*** Excerpted text Section Begins ***

In the 2004 presidential election, President Bush used “dog whistle” politics during a debate with John Kerry by subtly linking the Dred Scott case to Roe v. Wade. This year, Republican vice presidential pick Paul Ryan is more explicit about his views. He supported a bill to outlaw all abortions and some contraceptives, and in 2010 he said that the “the Supreme Court made virtually the identical mistake” in Roe v. Wade that it made in the 1857 Dred Scott case:
Yet, identifying who “qualifies” as a human being has historically proved to be more difficult than the above examples suggest. Twice in the past the U.S. Supreme Court—charged with being the guardian of rights—has failed so drastically in making this crucial determination that it “disqualified” a whole category of human beings, with profoundly tragic results.
The first time was in the 1857 case, Dred Scott v. Sandford. The Court held, absurdly, that Africans and their American descendants, whether slave or free, could not be citizens with a right to go to court to enforce contracts or rights or for any other reason. Why? Because “among the whole human race,” the Court declared, “the enslaved African race were not intended to be included…[T]hey had no rights which the white man was bound to respect.” In other words, persons of African origin did not “qualify” as human beings for purposes of protecting their natural rights. It was held that, since the white man did not recognize them as having such rights, they didn’t have them. The implication was that Africans were property—things that white persons could choose to buy and sell. In contrast, whites did “qualify,” so government protected their natural rights.
Every person in this country was wounded the day this dreadful opinion was handed down by this nation’s highest tribunal. It made a mockery of the American idea that human equality and rights were given by God and recognized by government, not constructed by governments or ethnic groups by consensus vote. The abhorrent decision directly led to terrible bloodshed and opened up a racial gap that has never been completely overcome. The second time the Court failed in a case regarding the definition of “human” was in Roe v. Wade in 1973, when the Supreme Court made virtually the identical mistake. At what point in time does a human being exist, the state of Texas asked. The Court refused to answer: “We need not resolve the difficult question of when life begins. When those trained in the respective disciplines of medicine, philosophy, and theology are unable to arrive at any consensus, the judiciary, at this point in the development of man’s knowledge, is not in a position to speculate as to the answer.” In other words, the Court would not “qualify” unborn children as living persons whose human rights must be guaranteed.

*** Excerpted text Section Ends ***
*** Extracted information Section Begins ***

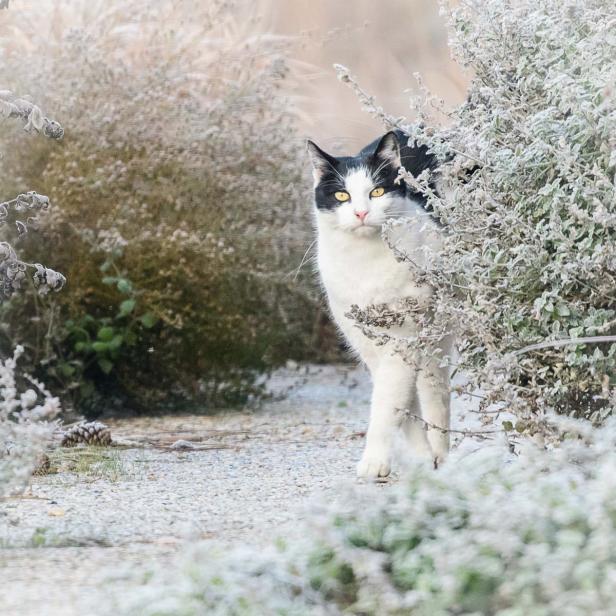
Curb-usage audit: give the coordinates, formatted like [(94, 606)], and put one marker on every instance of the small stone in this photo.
[(181, 444)]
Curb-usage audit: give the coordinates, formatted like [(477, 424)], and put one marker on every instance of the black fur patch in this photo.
[(333, 169)]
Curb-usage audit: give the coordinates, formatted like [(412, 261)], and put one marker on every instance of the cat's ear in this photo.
[(388, 150), (322, 162)]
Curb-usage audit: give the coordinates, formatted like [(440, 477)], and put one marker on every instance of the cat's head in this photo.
[(358, 193)]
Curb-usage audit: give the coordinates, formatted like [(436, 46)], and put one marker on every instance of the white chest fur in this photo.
[(363, 270)]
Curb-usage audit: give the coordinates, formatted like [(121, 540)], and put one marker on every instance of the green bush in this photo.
[(183, 212)]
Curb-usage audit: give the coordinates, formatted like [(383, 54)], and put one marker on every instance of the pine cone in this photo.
[(88, 432), (43, 465)]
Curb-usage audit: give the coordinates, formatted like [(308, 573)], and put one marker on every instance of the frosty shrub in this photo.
[(530, 250), (489, 533), (26, 407), (183, 213)]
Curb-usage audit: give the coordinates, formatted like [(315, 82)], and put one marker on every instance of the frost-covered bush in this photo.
[(530, 250), (26, 408), (183, 212), (488, 533)]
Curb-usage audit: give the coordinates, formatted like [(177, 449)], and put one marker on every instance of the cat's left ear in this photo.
[(322, 162), (388, 150)]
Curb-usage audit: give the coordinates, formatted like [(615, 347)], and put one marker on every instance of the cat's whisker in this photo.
[(305, 258)]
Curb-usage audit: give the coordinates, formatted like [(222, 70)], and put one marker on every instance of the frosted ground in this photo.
[(76, 539)]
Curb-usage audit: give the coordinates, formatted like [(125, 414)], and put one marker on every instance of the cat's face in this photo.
[(358, 193)]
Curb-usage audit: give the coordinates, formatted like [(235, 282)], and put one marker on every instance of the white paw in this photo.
[(440, 455), (373, 466)]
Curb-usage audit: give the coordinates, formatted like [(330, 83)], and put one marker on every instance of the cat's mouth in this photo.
[(366, 229)]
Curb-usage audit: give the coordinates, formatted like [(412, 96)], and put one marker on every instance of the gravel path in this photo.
[(249, 478)]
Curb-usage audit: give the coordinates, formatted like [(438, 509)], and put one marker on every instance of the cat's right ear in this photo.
[(322, 162)]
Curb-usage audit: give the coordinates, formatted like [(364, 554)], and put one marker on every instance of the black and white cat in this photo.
[(354, 196)]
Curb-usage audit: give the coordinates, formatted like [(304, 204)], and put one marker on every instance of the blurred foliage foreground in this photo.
[(179, 207)]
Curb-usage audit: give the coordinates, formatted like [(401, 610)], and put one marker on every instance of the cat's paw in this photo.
[(440, 457), (373, 466)]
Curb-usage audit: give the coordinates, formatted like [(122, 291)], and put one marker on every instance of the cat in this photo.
[(354, 196)]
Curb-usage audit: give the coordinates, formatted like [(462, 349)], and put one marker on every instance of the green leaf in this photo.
[(105, 365), (67, 369), (126, 307), (124, 286), (116, 342), (106, 333), (148, 320)]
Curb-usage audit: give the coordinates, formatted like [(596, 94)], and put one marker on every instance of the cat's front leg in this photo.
[(393, 384), (433, 392)]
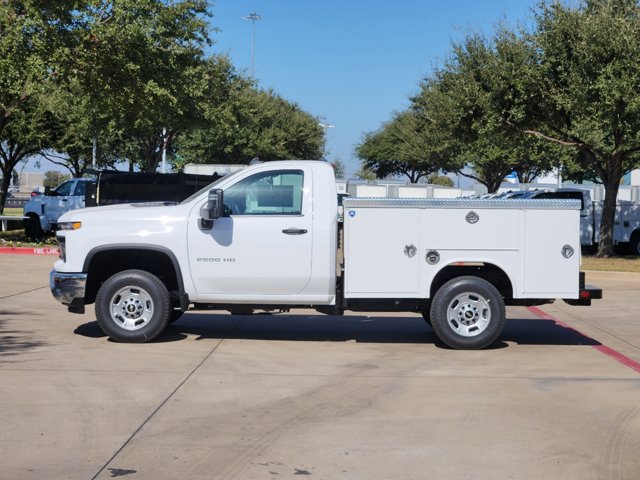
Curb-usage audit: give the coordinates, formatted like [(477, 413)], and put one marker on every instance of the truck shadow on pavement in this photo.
[(14, 342), (363, 329)]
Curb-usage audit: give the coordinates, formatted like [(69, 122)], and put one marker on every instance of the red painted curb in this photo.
[(29, 251), (609, 352)]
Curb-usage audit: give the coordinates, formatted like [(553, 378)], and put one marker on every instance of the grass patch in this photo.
[(17, 238), (616, 264)]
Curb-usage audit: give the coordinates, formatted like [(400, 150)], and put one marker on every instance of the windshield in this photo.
[(208, 187)]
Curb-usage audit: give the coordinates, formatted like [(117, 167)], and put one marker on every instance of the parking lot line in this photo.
[(608, 351)]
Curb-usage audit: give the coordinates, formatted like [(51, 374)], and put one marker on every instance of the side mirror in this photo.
[(212, 210)]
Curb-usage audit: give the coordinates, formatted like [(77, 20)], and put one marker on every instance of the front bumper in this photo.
[(68, 289)]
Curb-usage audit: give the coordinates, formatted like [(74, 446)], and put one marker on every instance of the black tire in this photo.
[(468, 313), (133, 306), (32, 228), (634, 245)]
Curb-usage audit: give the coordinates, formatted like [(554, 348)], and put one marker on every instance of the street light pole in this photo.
[(325, 127), (253, 17)]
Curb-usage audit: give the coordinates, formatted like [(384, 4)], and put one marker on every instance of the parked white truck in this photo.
[(626, 228), (41, 212), (267, 238)]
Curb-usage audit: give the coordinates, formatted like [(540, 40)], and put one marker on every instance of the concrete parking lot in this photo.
[(302, 395)]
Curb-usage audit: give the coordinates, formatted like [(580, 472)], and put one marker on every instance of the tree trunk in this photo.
[(6, 181), (605, 244)]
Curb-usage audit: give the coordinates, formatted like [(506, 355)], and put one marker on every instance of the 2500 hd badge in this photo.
[(215, 260)]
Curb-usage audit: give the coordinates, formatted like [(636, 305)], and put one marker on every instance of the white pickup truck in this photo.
[(267, 238), (42, 211)]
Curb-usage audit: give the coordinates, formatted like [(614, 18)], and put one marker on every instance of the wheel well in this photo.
[(492, 274), (104, 264)]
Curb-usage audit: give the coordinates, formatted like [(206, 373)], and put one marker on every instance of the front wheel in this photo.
[(468, 313), (133, 306)]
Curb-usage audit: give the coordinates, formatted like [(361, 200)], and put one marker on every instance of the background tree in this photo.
[(246, 122), (30, 33), (437, 179), (339, 168), (462, 101), (138, 65), (402, 146), (53, 178), (585, 93)]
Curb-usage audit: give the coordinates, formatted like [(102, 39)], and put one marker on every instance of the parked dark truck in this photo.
[(108, 188)]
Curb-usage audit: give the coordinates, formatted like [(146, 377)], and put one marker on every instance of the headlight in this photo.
[(69, 225), (62, 244)]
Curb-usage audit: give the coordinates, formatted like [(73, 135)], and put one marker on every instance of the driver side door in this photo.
[(261, 247)]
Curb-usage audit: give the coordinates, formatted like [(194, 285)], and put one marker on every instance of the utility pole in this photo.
[(253, 18)]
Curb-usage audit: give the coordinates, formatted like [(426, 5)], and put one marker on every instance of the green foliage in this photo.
[(246, 123), (465, 102), (587, 91), (436, 179), (402, 146), (53, 178), (339, 169)]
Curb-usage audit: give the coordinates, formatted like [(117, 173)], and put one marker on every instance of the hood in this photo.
[(126, 211)]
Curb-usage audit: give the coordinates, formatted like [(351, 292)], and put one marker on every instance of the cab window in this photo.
[(81, 188), (269, 193), (64, 189)]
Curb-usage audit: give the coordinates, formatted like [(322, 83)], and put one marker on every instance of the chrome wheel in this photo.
[(469, 314), (131, 308)]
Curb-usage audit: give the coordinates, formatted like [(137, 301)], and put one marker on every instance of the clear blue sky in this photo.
[(351, 62)]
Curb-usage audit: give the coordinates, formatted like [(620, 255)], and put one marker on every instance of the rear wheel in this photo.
[(133, 306), (468, 313)]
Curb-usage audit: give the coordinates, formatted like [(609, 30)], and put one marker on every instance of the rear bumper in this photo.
[(585, 294), (68, 289)]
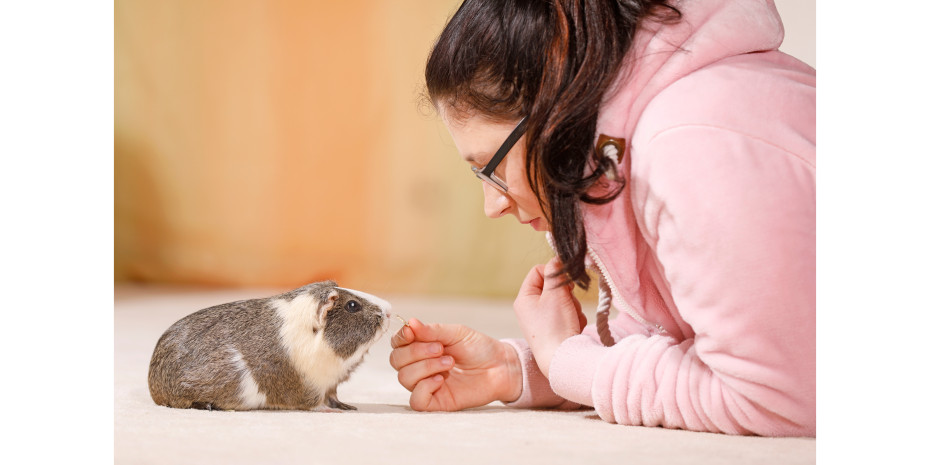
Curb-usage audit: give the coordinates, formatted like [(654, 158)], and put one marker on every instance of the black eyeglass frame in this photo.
[(486, 174)]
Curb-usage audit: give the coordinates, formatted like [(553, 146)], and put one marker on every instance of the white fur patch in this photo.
[(310, 355), (384, 305), (249, 394)]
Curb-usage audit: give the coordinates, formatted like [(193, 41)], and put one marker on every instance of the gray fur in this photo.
[(193, 364)]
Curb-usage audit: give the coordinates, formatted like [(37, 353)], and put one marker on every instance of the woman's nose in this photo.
[(496, 203)]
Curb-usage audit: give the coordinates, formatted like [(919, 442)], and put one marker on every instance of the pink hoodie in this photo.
[(710, 249)]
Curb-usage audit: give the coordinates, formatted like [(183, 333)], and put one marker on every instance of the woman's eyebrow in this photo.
[(473, 157)]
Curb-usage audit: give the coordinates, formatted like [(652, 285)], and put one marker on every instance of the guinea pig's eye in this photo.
[(353, 306)]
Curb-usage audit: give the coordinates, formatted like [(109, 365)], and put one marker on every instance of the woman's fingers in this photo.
[(403, 356), (403, 337), (422, 394), (411, 375)]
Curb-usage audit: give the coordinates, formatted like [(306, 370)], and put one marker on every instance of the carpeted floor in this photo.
[(384, 429)]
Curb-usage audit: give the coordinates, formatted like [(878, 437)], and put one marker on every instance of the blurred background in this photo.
[(271, 143)]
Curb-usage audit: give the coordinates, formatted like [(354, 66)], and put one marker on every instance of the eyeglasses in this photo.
[(486, 174)]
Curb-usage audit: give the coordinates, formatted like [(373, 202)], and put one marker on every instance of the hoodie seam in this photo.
[(733, 131)]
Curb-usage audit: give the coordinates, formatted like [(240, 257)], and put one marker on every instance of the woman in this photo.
[(670, 147)]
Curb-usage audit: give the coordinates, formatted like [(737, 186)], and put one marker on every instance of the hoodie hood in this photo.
[(708, 31)]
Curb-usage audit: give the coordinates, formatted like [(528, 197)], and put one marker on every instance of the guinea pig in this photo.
[(289, 351)]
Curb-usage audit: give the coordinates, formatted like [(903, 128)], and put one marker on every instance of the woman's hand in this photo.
[(453, 367), (548, 313)]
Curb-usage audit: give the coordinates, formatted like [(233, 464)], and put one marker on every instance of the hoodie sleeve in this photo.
[(536, 391), (731, 220)]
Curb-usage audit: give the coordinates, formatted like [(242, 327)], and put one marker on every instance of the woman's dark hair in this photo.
[(552, 62)]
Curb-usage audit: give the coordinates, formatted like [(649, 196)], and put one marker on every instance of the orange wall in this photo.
[(275, 143), (272, 143)]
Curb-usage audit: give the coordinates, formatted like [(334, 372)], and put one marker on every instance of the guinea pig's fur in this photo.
[(288, 351)]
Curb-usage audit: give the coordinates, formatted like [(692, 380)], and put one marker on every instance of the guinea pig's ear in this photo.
[(328, 303)]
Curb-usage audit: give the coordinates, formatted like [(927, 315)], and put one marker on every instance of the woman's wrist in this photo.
[(511, 386)]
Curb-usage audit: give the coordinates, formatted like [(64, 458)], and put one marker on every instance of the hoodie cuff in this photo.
[(573, 368), (536, 391)]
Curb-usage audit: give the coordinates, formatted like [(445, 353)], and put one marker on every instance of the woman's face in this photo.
[(477, 139)]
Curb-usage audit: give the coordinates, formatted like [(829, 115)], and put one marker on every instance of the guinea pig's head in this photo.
[(352, 320)]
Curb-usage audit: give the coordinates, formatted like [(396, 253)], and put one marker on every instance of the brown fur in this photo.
[(193, 363)]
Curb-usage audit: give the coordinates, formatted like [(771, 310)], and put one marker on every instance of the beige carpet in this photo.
[(384, 429)]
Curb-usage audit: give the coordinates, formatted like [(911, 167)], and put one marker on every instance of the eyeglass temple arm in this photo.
[(512, 139)]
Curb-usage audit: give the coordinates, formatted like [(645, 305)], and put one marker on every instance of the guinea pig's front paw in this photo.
[(333, 402)]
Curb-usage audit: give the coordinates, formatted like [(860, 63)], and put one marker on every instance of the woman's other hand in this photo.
[(548, 313), (453, 367)]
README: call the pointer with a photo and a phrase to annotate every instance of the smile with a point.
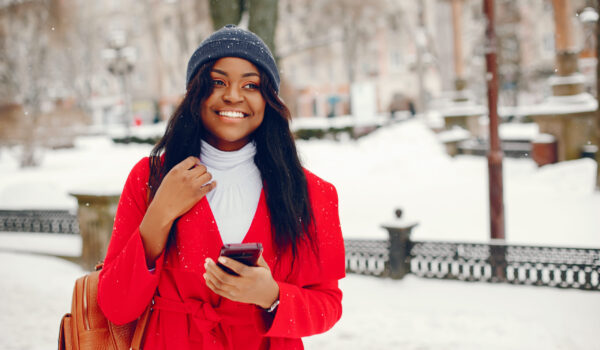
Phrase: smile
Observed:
(231, 114)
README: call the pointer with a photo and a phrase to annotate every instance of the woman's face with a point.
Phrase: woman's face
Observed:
(236, 106)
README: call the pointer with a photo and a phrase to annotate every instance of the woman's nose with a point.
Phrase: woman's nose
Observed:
(232, 95)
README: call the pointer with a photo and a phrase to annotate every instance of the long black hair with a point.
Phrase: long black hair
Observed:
(285, 185)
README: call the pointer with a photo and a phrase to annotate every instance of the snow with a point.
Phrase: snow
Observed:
(403, 165)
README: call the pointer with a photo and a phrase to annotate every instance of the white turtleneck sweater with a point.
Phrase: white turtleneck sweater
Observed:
(233, 202)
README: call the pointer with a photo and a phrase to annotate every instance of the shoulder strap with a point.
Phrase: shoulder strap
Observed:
(136, 341)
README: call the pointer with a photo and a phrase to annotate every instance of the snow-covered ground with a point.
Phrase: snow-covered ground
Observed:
(412, 313)
(398, 166)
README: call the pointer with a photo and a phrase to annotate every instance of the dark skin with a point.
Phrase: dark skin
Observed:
(188, 182)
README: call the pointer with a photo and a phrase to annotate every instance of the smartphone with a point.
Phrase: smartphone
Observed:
(246, 253)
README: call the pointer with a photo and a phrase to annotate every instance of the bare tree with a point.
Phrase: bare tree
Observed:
(353, 22)
(262, 16)
(26, 28)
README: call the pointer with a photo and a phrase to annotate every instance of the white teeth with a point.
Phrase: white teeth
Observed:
(232, 114)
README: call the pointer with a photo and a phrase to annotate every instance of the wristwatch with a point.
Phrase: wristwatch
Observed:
(273, 306)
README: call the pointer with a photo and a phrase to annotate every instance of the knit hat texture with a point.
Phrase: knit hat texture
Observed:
(231, 41)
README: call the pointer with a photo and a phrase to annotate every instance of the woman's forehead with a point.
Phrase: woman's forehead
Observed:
(235, 65)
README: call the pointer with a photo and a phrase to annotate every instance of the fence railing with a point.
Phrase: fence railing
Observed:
(398, 255)
(43, 221)
(517, 264)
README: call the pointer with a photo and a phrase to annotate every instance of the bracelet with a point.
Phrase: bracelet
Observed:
(273, 306)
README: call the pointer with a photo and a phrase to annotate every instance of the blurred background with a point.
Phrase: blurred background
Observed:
(459, 155)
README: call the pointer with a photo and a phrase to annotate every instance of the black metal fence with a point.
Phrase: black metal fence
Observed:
(516, 264)
(44, 221)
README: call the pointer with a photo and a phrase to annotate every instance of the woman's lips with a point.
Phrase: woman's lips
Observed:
(232, 114)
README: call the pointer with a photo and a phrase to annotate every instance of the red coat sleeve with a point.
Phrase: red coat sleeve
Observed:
(313, 304)
(126, 286)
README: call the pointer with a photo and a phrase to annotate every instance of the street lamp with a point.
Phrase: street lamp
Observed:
(121, 60)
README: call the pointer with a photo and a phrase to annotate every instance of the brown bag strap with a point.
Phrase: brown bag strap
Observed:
(138, 334)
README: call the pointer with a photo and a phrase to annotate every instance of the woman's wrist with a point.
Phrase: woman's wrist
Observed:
(271, 297)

*** Extracted information Section Ends ***

*Exercise aim*: Continue the piece on Paul Ryan, Dred Scott, and Roe v. Wade, picking up right after its last sentence.

*Result*:
At the core, today’s “prochoice” liberals are deeply pessimistic. They denigrate life and offer fear of the present and the future—fear of too many choices and too many children. Rather than seeing children and human beings as a benefit, the “prochoice” position implies that they are a burden. Despite the “prochoice” label, liberals’ stance on this subject actually diminishes choices, lowers goals, and leads us to live with less. That includes reducing the number of human beings who can make choices.
In contrast, prolife conservatives are natural optimists. On balance, we see human beings as assets, not liabilities. All conservatives should find it easy to agree that government must uphold every person’s right to make choices regarding their lives and that every person’s right to live must be secured before he or she can exercise that right of choice. In the state of nature—the “law of the jungle”—the determination of who “qualifies” as a human being is left to private individuals or chosen groups. In a justly organized community, however, government exists to secure the right to life and the other human rights that follow from that primary right.